_Given records_.
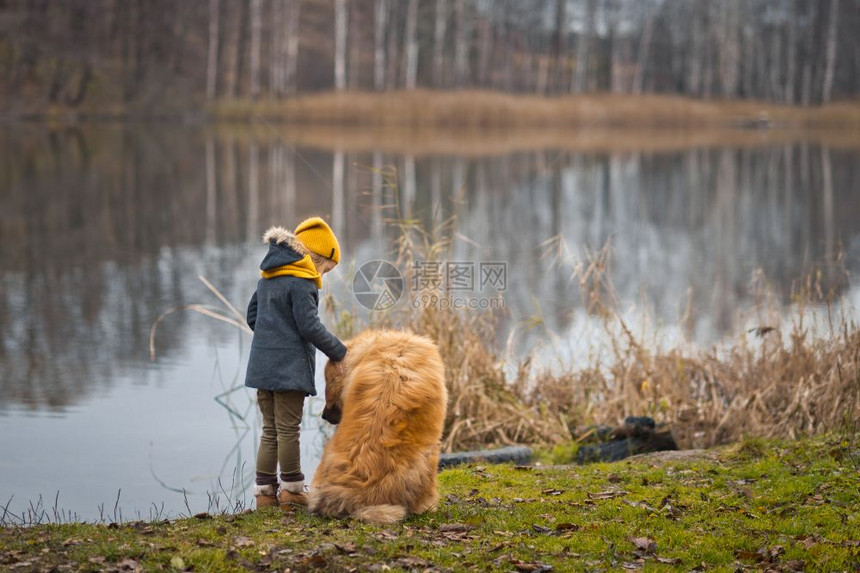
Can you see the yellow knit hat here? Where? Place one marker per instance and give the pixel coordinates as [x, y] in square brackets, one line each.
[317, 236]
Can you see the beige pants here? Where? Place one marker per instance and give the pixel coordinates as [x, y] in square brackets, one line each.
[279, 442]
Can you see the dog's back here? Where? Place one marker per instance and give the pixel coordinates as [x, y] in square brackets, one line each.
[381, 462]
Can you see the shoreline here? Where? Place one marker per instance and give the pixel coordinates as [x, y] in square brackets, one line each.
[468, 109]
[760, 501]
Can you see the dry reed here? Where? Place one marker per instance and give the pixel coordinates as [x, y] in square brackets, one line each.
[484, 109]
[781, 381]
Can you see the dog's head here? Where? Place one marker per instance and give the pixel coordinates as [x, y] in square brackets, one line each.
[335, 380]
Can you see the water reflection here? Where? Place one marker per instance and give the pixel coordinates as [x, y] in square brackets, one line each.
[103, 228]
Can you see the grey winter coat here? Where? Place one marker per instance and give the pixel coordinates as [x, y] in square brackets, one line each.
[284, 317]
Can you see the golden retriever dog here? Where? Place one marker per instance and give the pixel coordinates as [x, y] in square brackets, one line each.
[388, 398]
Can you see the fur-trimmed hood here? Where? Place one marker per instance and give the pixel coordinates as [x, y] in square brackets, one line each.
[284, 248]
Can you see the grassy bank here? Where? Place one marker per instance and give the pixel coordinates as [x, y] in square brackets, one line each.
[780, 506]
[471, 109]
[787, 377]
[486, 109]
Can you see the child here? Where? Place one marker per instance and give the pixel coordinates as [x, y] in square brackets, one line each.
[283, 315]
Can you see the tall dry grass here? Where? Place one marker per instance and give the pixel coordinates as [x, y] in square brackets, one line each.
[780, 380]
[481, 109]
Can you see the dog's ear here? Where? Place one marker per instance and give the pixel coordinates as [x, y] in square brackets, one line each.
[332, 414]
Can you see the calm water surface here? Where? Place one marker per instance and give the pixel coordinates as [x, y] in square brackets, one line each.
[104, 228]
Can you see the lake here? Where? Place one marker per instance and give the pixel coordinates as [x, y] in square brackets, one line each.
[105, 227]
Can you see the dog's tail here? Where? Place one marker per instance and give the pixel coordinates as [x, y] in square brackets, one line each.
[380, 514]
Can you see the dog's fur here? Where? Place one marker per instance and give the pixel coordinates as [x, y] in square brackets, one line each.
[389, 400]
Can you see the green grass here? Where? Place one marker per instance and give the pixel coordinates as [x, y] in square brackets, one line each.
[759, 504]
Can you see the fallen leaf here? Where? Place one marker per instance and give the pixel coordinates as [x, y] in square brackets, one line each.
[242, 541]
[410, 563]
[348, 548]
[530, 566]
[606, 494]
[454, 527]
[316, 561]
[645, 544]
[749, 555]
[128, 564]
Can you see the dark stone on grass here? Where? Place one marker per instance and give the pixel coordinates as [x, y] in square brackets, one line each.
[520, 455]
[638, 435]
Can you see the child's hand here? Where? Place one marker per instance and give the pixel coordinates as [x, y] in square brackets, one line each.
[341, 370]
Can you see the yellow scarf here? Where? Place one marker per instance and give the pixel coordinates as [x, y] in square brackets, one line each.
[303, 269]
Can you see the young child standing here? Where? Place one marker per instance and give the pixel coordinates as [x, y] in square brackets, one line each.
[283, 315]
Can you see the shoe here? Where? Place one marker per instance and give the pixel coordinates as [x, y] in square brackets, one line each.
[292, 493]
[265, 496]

_Your instructions_.
Copy out all the data without changing anything, and drop the pictures.

_Worked solution_.
Can you see the yellow knit hat here? Where? Place one marker per instance and give the pixel coordinates as [x, y] in square brackets, one line each.
[317, 236]
Can you see the beige pants here? Where? Place one marker per instance and give the pixel coordinates as [x, y] in square brackets, one line each.
[279, 442]
Can you see the dog's back here? Where? Place one marker per instance and give the pixel coordinates as [x, y] in square brackets, one line each.
[381, 462]
Can you see the shoreline here? Where? Place one marker per instance and give the pixel coordinates as [x, y] in square brackets, one line each.
[468, 109]
[760, 501]
Can you see the dry reed here? Where? Place one marker per instance and give the pixel coordinates as [x, y] in square brackets, one line each.
[484, 109]
[781, 381]
Can you see the dog's head here? Where? Place one marker per instance and give the pixel coordinates as [x, y] in square brackets, one line each.
[335, 380]
Can you see the water reflection here? Where? Place one marker per instance and give the pixel coordinates as [x, y] in square brackets, one line each.
[103, 228]
Can you see the grey winter coat here? Where? Place one marker per instance and give the pixel coordinates as [x, y] in square brackets, one line each.
[284, 317]
Can you see the golden retriever dog here? Where? Place one marker per instance and give the pixel coordinates as [x, y] in square brackets, one line each.
[388, 398]
Can you see the fur-trimmed hood here? Where? Place one marker per instance and give the pixel coordinates as [x, y] in square brackets, one line each.
[284, 248]
Can you see the grassy bank here? Where? Place one marker per instance and give the pixel coordinates as [x, y] in square brackets, one line each.
[780, 506]
[471, 109]
[787, 377]
[486, 109]
Can you see the child here? Where? Place one marker per instance and give the pixel coordinates as [x, y] in square brackets, one line each.
[283, 315]
Can you see the tall dry grass here? Where? Place one marker per instance and give the pixel coordinates as [x, y] in square brackets, one line each.
[780, 380]
[481, 109]
Can you see the dog's ear here? Where? Place one marker per instance and give the pixel coordinates as [x, y] in square brackets, one line each.
[332, 414]
Can you see the calm water surface here? Where? Place one marker per instance and give the pixel coordinates as [x, y] in square brackets, one line each.
[104, 228]
Can you see the lake here? Where? Place one marker per instance and give the pixel coordinates as [x, y] in square brackets, one line each.
[105, 227]
Can you see the dog's tail here? Where? Place one marker per instance and give the pixel coordinates as [x, y] in square brackets, one line each.
[380, 514]
Can you see the dog's fur here? Where? Place one marker per instance and give the pixel coordinates as [x, y] in square brackets, one line each.
[389, 400]
Can you see the green grass here? Where? Place one marker per instance and give the pixel coordinates as [x, y] in square brackets, one line each.
[759, 504]
Can you see the fallen leaf here? Where? Place one marker per instance and give the pixel coordinates as [x, y] in square brackets, one line each.
[242, 541]
[410, 563]
[348, 548]
[530, 566]
[606, 494]
[454, 527]
[316, 561]
[645, 544]
[749, 555]
[128, 564]
Can you see the dark stone on grass here? Where? Place one marker per instance and give the pixel coordinates as [x, y] in square brackets, one line each.
[520, 455]
[638, 435]
Can you see the child's hand here? Where? Place one marker per instance and give the pixel coordinates as [x, y] in square brackets, one line each.
[341, 370]
Can you see the yellow scarf here? Where? Place one marker per instance and give the pixel coordinates as [x, y] in square brackets, one line each.
[303, 269]
Can you see the young child standing here? Where? Place one marker per instance and give the pixel coordinates as [x, y] in square brackets, one line each.
[283, 315]
Can you see the shoe here? Where? Place one marker per instance and give the pixel coordinates as [x, y] in square brackets, one line each.
[292, 493]
[265, 496]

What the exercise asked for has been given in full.